- **WHAT IS NEEDED**
Retype the listing that follows, exactly as written.

- **RECORD EXTRACTS**
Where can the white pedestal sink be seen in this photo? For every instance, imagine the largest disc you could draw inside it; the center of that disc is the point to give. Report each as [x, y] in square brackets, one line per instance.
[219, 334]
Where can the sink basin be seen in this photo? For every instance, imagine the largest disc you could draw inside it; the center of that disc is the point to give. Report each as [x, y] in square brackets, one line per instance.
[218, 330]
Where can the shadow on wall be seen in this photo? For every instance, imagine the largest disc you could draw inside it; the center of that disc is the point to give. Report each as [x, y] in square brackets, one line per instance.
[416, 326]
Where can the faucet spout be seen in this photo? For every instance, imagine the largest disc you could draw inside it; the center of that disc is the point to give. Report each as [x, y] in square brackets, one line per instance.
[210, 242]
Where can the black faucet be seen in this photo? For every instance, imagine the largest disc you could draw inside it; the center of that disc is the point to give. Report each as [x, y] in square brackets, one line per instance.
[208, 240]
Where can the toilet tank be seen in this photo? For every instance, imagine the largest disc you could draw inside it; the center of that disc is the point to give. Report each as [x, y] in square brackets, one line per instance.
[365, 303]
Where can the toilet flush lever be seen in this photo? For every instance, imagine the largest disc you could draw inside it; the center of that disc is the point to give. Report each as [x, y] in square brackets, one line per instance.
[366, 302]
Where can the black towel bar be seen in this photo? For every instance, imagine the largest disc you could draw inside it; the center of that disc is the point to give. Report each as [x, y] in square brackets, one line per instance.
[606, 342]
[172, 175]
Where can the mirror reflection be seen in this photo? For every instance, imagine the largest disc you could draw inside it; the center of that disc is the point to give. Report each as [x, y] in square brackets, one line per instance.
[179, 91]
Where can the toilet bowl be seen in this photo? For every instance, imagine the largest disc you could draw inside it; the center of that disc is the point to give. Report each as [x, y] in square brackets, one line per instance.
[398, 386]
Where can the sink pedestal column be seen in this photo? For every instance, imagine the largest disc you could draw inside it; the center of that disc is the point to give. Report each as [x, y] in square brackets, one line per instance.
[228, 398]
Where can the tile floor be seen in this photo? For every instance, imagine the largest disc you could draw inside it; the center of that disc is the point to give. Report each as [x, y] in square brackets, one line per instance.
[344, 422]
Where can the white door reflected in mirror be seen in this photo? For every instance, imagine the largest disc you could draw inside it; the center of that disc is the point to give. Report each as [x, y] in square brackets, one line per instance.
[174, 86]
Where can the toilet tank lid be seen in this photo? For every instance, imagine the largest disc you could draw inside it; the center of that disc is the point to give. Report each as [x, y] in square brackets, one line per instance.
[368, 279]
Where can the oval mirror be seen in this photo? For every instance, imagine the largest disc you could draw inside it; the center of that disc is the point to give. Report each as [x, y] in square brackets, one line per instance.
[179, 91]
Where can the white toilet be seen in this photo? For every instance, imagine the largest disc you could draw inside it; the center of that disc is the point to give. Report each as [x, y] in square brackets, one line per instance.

- **SOLVED PROBLEM**
Where can the white pedestal sink be seen in this photo? For every instance, imagine the largest disc you could draw inside it; the center of that disc is the point to give. Report each as [x, y] in square brackets, one line per instance.
[219, 334]
Where can the sink basin be seen in this photo? For every instance, imagine the largest disc you could draw inside it; the center of that disc is the point to give. Report each as [x, y] in square brackets, one line per instance.
[218, 330]
Where can the shadow on wall be seen in this photo? For every instance, imagine the largest disc you could draw inside it; the center of that disc is the point to give. Report each as [x, y] in square brackets, one line per instance.
[416, 326]
Where can the faucet spout be seen in this photo? For every instance, imagine the largest disc you could draw inside it; the center of that disc is the point to give. Report each as [x, y] in square brackets, one line per instance.
[210, 242]
Where can the black faucet be seen in this photo? For every instance, imagine the largest disc you could draw inside it; the center of that disc is the point to give. Report each as [x, y] in square brackets, one line per instance.
[208, 240]
Where can the toilet tank be seen in this photo? For every instance, imagine the largest disc you could draw inside it; the center of that disc is the point to give. Report each as [x, y] in square brackets, one line per instance.
[365, 303]
Where can the toilet flush lever be seen in this photo? For every instance, imagine the largest disc you could draw inside it; the center of that disc is the point to give. Report each as [x, y] in square brackets, one line per instance.
[366, 302]
Where can the black towel bar be seen in this photo? For every instance, imagine the largest disc you could draw inside it; the center of that disc is the point to give. Report each as [x, y] in square brackets, one line per instance.
[606, 342]
[172, 175]
Where can the mirror reflection be seen in this photo? For every instance, imagine the largest disc you could draw inside it; the center of that disc is the point to give. Report each as [x, y] in square brackets, one line per instance.
[179, 91]
Where can the toilet bowl be seen in this photo? For every instance, imagine the largest disc you could draw inside it; the center of that disc is the point to give. Report each as [x, y] in square brackets, one line per instance.
[398, 386]
Where can the sink pedestal column be seen in this photo? For every instance, imagine the largest disc you could draw inside it; the center of that disc is the point to give. Report each as [x, y] in square brackets, one line per instance.
[228, 398]
Where can the tile floor be seen in this photo? For every instance, imagine the largest disc you could draw inside it; the center of that disc is the point to give. Report each as [x, y] in square brackets, one line per instance.
[344, 422]
Where can the white door reflected in mirror be seen in this photo? For every instance, imagine the largest disc you could draw inside it; the center of that disc is the point to give. Report each as [x, y] in square brackets, one line per instance.
[174, 86]
Where can the toilet tank lid be seen in this photo? For every instance, imagine the largest disc you could draw inside it; the center of that disc is the point to give. Report each as [x, y] in square brackets, one line per instance.
[368, 279]
Where can the oval mirror be seen in this photo? For every instance, imagine the largest disc you could draw inside it; the center of that disc is the point to give. Report each as [x, y] in square brackets, one line per instance.
[179, 91]
Where can the white toilet be seen in this photo? For every instance, imagine the largest disc you could draw inside it; the center of that disc is the point to give. Report each as [x, y] in square brackets, one line per instance.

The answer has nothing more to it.